→ TAREA A REALIZAR
En el fragmento mostrado sobre Calderón y Shakespeare, ¿por qué el dramaturgo inglés debe inventar una forma abierta de expresión y de representación?

→ FRAGMENTO MOSTRADO

"""

Por la variedad espacial y la truca espectacular, el cine ha asumido procedimientos del teatro barroco.
POR ANGEL FARETTA
Acaba de reponerse entre nosotros una versión de La vida es sueño de Calderón de la Barca, clave de toda la provincia barroca española con los Austria todavía en la corona. Es ya locus classicus de cierta erudición ociosa comparar los logros de este poeta dramático con su en poco anterior generacionalmente, William Shakespeare.
Ambos se mueven en el barroco, claro está que el inglés lo hace todavía en los inicios del mismo y con todas las precauciones del caso, debido a su propia situación de homo duplex , ya que el carácter de criptocatólico de este autor sólo es negado hoy por algunos scholars en retirada insular. Pero no es esto lo que deseamos tratar. Si no hacer ver que, por eso mismo, el inglés debe inventar una forma abierta de expresión, así como de representación, para aquello que quiere decir, mientras que el jesuita español lleva hasta las últimas consecuencias el aparato de la representación barroca, sobre todo una truca escénica que, paradójicamente, ya es imposible de reproducir. También emplea un verso estrictamente silábico, aunque muy variado en número, pero con una acción dramática cerrada donde los actores, si quieren actuar en el sentido “moderno”, entorpecen la dicción de los versos. En cambio, en el inglés esa obra abierta, que escandalizó a los “clasicistas” franceses, que lo detestaron, se hace vertiginosa en su representación mediante el empleo de escenarios secundarios, de pequeños intervalos dramáticos desarrollados en lugares laterales a las acciones principales, que ya parecen adelantar el cine, no sólo en cuanto a técnica, sino en cuanto a métodos de significación.

"""

→ INFORMACIÓN PROPORCIONADA

"""

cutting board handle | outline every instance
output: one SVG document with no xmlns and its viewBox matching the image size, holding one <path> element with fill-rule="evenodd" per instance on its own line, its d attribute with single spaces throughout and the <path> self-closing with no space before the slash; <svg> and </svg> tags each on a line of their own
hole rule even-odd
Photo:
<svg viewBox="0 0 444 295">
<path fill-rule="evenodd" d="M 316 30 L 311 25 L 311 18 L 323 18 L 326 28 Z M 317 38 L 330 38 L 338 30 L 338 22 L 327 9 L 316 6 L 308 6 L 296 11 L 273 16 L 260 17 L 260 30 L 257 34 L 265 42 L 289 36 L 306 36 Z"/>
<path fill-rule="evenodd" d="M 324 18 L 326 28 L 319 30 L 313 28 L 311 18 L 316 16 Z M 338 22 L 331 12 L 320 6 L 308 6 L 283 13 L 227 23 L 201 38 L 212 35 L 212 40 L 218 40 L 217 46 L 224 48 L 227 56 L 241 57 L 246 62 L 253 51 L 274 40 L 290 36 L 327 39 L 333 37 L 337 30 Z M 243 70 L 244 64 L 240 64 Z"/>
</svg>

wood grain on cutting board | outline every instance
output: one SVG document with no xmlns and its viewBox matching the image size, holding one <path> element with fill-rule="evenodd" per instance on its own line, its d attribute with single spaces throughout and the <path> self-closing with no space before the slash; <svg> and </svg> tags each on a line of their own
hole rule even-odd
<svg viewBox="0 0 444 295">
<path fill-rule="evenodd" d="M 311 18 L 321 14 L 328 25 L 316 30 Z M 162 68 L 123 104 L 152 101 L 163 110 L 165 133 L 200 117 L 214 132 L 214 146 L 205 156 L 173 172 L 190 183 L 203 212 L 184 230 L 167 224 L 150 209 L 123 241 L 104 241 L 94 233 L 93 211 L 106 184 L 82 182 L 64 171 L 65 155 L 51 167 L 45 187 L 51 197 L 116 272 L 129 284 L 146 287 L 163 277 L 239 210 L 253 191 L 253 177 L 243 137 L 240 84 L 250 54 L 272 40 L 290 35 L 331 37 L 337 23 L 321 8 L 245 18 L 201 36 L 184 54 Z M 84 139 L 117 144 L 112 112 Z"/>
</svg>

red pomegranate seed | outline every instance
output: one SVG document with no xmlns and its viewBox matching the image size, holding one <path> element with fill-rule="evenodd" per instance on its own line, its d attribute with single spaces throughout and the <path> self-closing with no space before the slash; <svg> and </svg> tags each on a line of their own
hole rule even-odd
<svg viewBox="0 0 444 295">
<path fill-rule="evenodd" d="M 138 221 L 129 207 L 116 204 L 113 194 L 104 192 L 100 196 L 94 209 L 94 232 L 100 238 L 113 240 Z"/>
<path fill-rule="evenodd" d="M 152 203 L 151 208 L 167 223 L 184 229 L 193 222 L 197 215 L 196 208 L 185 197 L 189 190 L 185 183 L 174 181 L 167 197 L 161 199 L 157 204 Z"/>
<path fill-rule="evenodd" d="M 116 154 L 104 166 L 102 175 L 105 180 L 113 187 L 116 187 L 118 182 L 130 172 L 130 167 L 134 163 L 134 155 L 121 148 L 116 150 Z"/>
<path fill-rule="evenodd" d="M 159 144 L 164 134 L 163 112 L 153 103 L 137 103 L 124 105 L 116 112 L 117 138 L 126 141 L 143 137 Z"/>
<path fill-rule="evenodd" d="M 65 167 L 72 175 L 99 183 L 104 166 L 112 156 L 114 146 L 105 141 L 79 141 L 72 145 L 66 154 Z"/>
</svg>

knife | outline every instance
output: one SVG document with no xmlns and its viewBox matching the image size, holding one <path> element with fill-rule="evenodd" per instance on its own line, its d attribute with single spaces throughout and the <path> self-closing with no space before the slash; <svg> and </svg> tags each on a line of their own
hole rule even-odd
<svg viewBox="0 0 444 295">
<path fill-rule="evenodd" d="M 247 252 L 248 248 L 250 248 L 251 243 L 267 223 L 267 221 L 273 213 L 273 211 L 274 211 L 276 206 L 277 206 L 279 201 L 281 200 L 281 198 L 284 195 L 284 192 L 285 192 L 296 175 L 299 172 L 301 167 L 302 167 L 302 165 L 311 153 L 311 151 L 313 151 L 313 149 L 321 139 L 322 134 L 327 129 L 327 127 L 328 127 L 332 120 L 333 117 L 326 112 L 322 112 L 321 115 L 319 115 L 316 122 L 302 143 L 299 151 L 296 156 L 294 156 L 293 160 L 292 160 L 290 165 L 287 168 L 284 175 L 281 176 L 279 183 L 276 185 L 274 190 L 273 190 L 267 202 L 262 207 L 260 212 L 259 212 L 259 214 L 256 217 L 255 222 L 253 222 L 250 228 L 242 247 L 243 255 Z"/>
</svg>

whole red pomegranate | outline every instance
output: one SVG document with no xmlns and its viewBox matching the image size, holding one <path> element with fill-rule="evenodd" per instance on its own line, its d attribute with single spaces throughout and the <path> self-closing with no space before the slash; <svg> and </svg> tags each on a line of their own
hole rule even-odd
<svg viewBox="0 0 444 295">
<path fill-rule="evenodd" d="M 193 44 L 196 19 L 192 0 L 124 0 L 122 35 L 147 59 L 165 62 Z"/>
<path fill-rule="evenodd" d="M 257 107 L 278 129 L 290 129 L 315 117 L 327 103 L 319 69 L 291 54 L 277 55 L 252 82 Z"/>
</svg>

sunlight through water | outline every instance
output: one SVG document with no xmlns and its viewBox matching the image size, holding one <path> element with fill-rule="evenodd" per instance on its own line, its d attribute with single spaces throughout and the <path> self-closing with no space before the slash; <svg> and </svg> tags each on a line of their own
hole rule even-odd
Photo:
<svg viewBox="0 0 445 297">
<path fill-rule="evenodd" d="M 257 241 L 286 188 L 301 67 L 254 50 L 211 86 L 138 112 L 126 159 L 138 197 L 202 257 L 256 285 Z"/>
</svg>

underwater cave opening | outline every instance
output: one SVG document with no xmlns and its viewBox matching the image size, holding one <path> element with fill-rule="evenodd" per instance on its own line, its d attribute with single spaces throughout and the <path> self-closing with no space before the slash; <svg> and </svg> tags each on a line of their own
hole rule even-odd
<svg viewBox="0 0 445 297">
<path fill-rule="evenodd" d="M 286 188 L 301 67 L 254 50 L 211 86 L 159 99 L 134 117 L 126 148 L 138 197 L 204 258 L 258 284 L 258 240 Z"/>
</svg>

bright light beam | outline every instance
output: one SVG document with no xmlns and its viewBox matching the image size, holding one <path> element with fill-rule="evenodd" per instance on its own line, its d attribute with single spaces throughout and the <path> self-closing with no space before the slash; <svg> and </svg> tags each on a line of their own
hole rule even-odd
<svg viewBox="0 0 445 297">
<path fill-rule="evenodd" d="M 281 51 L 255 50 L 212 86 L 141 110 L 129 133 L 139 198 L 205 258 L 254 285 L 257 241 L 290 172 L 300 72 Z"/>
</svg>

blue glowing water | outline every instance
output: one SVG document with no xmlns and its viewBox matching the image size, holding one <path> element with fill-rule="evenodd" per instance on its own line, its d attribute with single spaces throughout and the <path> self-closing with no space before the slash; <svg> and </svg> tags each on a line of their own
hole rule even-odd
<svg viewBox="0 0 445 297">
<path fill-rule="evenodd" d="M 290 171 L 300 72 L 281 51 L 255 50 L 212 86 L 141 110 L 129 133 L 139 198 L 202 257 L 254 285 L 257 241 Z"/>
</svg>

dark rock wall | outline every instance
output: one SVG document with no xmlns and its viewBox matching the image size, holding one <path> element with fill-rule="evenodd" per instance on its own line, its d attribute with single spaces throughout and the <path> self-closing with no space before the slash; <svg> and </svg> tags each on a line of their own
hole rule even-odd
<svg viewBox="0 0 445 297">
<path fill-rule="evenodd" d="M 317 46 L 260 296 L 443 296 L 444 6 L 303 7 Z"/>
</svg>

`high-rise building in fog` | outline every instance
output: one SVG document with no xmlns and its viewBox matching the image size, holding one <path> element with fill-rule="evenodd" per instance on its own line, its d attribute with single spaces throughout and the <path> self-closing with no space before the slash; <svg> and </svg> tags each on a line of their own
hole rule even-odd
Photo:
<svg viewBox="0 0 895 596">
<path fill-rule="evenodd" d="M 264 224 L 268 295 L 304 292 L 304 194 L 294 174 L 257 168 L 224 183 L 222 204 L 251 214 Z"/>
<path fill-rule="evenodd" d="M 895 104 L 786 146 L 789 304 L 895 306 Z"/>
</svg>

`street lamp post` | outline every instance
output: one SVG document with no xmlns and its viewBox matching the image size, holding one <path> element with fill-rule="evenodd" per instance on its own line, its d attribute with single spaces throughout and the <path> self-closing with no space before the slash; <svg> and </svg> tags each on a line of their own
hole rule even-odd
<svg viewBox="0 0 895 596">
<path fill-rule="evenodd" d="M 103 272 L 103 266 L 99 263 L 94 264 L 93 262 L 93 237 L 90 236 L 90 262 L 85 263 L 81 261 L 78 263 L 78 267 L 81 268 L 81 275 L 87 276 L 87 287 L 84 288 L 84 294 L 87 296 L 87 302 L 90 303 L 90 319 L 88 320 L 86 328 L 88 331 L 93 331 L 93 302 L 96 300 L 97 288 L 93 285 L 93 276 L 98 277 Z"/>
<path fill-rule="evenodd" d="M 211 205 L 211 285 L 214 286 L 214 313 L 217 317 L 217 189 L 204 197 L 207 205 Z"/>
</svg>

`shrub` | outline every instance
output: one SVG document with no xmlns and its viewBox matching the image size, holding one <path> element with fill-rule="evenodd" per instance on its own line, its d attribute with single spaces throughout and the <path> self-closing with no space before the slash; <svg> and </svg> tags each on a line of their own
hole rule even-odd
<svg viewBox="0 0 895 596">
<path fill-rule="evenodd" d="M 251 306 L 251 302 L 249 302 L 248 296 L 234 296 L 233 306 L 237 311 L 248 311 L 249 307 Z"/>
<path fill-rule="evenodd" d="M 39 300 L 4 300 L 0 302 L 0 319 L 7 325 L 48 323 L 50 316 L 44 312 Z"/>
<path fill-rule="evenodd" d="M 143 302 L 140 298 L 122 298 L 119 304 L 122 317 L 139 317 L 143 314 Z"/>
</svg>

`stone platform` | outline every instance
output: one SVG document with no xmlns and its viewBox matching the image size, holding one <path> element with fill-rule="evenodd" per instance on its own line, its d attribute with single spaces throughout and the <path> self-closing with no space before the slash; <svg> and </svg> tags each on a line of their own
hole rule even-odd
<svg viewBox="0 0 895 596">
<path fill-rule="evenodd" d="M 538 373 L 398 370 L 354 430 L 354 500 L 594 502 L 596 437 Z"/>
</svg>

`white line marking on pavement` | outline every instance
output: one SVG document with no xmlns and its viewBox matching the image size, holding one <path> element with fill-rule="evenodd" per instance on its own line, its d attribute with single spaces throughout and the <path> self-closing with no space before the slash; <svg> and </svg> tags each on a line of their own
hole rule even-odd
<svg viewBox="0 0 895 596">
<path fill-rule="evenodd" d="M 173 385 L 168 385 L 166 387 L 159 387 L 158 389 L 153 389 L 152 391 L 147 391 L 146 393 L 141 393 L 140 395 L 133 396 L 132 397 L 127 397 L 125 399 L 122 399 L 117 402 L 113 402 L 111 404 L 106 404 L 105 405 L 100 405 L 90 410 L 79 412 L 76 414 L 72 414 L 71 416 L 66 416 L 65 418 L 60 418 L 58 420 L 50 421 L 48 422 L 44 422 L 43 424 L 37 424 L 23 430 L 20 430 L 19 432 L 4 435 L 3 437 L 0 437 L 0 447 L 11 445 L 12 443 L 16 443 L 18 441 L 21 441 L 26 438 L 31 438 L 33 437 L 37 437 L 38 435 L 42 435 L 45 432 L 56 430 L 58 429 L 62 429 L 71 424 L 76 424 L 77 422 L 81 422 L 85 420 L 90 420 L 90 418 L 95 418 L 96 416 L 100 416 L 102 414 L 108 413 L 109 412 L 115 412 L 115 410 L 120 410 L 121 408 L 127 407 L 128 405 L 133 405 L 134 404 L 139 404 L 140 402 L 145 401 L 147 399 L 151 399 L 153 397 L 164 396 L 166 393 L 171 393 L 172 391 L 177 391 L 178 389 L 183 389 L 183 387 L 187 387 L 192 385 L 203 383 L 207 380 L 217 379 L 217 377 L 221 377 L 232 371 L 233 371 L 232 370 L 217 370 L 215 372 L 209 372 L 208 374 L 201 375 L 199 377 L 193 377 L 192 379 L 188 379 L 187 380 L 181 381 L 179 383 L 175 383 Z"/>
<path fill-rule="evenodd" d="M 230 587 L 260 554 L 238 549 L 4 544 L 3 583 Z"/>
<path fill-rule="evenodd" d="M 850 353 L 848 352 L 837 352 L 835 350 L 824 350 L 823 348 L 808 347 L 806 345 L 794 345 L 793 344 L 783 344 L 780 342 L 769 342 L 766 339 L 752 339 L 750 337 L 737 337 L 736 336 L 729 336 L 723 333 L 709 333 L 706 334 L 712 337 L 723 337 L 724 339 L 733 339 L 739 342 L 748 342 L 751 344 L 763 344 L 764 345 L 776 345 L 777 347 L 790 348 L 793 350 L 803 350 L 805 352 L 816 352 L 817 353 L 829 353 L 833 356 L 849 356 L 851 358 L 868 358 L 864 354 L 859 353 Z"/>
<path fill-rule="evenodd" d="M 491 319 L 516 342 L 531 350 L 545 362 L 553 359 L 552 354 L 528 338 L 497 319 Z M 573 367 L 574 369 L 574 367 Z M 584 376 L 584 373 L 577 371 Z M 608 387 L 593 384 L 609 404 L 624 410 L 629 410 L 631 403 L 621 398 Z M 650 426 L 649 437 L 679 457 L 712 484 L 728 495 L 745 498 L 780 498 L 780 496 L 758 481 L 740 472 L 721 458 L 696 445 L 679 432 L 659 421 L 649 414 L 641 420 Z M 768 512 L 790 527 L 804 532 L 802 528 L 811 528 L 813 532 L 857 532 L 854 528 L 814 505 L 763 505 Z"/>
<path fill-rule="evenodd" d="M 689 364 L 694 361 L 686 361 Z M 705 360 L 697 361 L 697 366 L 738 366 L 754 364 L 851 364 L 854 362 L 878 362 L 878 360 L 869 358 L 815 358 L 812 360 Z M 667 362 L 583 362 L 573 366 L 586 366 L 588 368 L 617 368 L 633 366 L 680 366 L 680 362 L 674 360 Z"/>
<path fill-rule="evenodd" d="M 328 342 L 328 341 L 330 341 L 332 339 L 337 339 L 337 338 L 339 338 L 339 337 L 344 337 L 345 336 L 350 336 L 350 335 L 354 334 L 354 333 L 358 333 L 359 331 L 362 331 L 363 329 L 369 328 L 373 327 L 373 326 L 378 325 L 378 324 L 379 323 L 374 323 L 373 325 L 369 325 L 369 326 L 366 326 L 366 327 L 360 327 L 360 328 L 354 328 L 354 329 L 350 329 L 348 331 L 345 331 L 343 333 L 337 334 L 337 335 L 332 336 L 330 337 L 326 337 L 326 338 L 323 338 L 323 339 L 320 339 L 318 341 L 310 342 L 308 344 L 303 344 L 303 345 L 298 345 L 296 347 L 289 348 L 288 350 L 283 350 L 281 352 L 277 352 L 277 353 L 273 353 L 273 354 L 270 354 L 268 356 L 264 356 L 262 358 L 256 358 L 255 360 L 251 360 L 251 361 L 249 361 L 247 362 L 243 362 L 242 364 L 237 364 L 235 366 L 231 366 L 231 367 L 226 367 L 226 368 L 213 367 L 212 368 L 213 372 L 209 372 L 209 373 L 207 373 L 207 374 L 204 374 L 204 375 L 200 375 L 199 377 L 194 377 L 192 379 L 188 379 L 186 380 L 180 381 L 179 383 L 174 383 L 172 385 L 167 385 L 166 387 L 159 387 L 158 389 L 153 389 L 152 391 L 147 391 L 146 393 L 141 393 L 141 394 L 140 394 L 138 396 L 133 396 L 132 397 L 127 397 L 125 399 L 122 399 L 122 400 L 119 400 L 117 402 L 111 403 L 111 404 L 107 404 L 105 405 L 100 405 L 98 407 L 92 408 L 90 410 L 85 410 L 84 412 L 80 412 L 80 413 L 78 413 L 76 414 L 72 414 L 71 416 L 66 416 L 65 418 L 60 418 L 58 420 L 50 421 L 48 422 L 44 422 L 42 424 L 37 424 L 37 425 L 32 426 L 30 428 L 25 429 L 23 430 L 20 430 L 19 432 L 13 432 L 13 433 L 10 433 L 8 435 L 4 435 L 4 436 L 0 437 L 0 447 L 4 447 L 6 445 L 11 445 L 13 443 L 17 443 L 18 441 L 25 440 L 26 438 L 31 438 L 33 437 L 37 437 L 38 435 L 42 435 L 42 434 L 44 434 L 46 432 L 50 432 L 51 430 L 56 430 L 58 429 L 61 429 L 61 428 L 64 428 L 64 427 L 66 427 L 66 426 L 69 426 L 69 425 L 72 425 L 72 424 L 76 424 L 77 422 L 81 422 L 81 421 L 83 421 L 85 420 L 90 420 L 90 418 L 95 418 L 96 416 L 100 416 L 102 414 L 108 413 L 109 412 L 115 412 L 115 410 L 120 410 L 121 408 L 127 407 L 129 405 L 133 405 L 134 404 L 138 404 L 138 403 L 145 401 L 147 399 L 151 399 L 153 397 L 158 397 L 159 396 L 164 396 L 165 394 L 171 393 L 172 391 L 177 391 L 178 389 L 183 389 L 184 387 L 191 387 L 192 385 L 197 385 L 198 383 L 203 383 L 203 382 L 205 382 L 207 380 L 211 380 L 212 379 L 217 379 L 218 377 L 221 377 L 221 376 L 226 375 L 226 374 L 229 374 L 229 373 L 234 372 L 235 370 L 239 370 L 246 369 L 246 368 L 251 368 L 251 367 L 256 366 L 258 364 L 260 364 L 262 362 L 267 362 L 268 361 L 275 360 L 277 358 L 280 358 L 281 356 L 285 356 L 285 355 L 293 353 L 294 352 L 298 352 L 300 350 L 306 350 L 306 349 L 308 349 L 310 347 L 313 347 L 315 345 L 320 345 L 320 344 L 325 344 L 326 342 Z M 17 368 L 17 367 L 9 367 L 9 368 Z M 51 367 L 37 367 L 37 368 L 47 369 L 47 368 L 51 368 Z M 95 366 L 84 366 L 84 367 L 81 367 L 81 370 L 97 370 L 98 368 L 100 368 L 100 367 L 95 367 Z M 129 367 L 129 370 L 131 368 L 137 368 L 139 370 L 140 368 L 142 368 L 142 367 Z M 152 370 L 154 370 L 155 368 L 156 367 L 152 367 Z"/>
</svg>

"""

→ TAREA RESUELTA
Porque se mueve en el barroco con todas las precauciones del caso debido a su situación de homo duplex, es decir, a su carácter de criptocatólico. Por eso mismo debe inventar una forma abierta para aquello que quiere decir.